═════ Bloco de texto ═════

Para Luiz Vicente Cernicchiaro e Assis Toledo, no entanto, em visão minoritária, a medida de segurança é instituto de caráter “puramente assistencial ou curativo”, não sendo nem mesmo necessário que se submeta ao princípio da legalidade e da anterioridade (Princípios básicos de direito penal, p. 41). Seria medida pedagógica e terapêutica, ainda que restrinja a liberdade.
Antes da Reforma Penal de 1984, prevalecia o sistema do duplo binário, vale dizer, o juiz podia aplicar pena mais medida de segurança. Quando o réu praticava delito grave e violento, sendo considerado perigoso, recebia pena e medida de segurança. Assim, terminada a pena privativa de liberdade, continuava detido até que houvesse o exame de cessação de periculosidade. Na prática, para a maioria dos sentenciados, a prisão indefinida afigurava-se profundamente injusta – afinal, na época do delito, fora considerado imputável, não havendo sentido para sofrer dupla penalidade. A designação – duplo binário – advém da expressão italiana doppio binario, que significa duplo trilho ou dupla via, como esclarece René Ariel Dotti (Visão geral da medida de segurança, p. 310).

═════ Dados para análise ═════

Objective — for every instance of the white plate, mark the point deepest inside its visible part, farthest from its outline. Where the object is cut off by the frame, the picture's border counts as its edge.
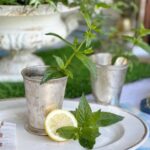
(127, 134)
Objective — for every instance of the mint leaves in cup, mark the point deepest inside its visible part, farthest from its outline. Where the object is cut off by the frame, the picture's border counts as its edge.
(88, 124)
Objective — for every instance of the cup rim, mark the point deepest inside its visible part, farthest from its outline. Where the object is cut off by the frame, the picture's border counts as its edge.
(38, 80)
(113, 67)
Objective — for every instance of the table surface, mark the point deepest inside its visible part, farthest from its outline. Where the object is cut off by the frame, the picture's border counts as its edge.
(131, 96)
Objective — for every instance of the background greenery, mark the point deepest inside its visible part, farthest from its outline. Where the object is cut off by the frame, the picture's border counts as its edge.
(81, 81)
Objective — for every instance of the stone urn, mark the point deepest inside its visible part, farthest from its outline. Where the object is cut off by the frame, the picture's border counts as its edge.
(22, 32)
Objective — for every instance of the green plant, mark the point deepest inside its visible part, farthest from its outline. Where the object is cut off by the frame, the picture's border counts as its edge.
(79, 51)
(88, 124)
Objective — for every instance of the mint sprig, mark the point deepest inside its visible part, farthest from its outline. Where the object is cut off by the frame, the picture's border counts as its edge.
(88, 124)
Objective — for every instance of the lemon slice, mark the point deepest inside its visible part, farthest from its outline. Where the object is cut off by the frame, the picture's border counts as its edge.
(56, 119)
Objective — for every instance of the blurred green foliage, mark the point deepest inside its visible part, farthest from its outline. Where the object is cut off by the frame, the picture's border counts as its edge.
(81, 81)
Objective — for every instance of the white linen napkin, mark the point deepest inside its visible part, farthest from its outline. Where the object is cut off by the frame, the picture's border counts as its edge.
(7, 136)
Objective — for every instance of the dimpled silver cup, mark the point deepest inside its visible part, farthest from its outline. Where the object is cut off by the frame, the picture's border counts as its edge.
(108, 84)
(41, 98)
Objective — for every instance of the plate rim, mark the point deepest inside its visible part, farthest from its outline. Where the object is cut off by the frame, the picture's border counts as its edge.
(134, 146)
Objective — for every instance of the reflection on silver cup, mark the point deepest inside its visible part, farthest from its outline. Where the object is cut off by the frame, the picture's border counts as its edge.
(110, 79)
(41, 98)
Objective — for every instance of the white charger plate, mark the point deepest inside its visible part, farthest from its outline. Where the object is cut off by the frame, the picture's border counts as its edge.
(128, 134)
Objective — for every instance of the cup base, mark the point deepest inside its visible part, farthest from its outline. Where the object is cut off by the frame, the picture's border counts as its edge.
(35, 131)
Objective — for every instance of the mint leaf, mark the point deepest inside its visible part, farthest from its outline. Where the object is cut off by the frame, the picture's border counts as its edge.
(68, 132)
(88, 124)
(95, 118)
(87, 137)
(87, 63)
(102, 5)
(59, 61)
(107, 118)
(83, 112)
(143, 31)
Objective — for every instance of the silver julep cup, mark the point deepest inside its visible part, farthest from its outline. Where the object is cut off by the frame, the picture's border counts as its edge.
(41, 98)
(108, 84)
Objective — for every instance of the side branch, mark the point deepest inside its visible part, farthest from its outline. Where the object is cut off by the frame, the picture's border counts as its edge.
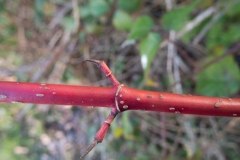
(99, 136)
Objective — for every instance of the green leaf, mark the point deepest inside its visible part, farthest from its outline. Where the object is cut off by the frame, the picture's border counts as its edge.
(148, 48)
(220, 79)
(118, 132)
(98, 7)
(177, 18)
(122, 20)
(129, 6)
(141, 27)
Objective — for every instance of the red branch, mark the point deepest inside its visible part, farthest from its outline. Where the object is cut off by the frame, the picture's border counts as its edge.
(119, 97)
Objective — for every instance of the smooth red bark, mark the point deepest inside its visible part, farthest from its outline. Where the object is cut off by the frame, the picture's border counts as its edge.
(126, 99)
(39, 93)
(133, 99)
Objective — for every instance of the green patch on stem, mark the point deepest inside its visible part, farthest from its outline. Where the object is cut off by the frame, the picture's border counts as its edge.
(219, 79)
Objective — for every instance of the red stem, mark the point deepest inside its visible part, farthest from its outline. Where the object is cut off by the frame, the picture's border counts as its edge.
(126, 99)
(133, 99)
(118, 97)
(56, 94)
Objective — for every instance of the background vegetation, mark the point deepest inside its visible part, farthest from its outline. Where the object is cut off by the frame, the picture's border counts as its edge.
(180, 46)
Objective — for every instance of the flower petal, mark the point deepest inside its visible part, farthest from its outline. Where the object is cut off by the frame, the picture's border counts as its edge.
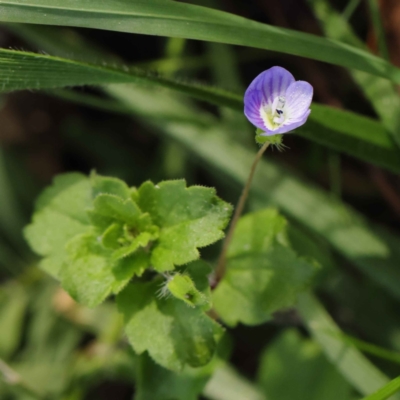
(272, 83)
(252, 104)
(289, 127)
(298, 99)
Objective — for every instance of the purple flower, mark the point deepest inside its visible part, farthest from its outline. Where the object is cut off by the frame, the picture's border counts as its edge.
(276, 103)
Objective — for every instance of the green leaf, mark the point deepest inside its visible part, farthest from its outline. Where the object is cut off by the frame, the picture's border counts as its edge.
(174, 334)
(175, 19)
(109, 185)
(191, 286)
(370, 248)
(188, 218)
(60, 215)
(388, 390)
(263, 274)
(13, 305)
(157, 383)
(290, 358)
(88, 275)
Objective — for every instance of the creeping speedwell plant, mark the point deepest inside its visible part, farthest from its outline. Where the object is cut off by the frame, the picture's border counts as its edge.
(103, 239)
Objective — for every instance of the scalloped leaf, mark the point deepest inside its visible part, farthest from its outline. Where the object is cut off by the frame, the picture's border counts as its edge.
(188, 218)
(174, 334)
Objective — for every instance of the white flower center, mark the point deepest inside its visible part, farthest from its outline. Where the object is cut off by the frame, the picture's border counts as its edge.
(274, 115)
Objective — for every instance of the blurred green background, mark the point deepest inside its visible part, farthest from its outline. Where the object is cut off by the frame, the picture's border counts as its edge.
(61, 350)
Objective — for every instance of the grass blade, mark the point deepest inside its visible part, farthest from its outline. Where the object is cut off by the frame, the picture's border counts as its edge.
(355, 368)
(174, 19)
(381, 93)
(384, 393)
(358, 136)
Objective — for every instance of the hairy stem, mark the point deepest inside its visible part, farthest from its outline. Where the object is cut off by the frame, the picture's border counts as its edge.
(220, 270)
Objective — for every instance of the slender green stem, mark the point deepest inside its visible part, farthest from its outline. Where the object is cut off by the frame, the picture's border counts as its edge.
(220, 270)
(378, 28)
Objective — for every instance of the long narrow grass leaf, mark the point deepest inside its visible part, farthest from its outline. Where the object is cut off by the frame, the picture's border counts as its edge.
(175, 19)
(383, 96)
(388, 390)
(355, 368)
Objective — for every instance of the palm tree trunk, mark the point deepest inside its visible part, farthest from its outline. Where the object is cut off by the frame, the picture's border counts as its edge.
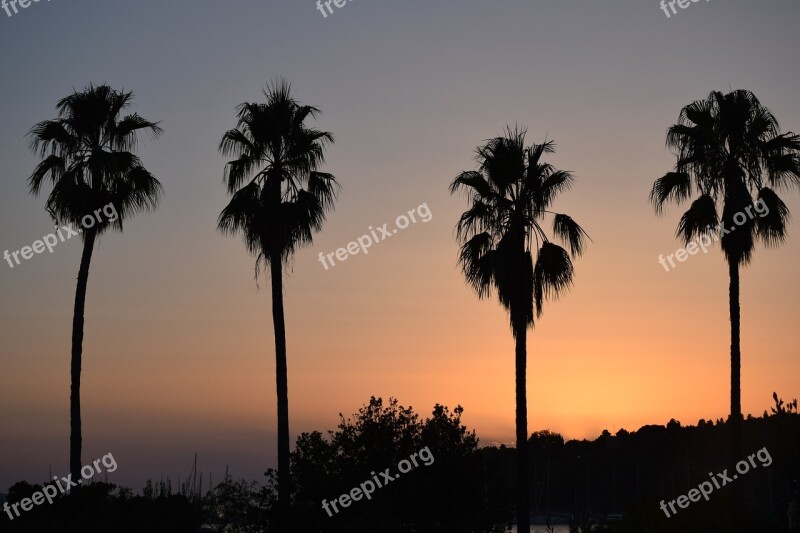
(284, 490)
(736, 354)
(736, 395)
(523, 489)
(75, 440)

═════

- [Tarefa proposta]:
Devolva, copiado fielmente, o trecho do texto sobre a medida de segurança que vai de "Antes da Reforma" até "segurança, p. 310).".

- [Resposta abaixo]:
Antes da Reforma Penal de 1984, prevalecia o sistema do duplo binário, vale dizer, o juiz podia aplicar pena mais medida de segurança. Quando o réu praticava delito grave e violento, sendo considerado perigoso, recebia pena e medida de segurança. Assim, terminada a pena privativa de liberdade, continuava detido até que houvesse o exame de cessação de periculosidade. Na prática, para a maioria dos sentenciados, a prisão indefinida afigurava-se profundamente injusta – afinal, na época do delito, fora considerado imputável, não havendo sentido para sofrer dupla penalidade. A designação – duplo binário – advém da expressão italiana doppio binario, que significa duplo trilho ou dupla via, como esclarece René Ariel Dotti (Visão geral da medida de segurança, p. 310).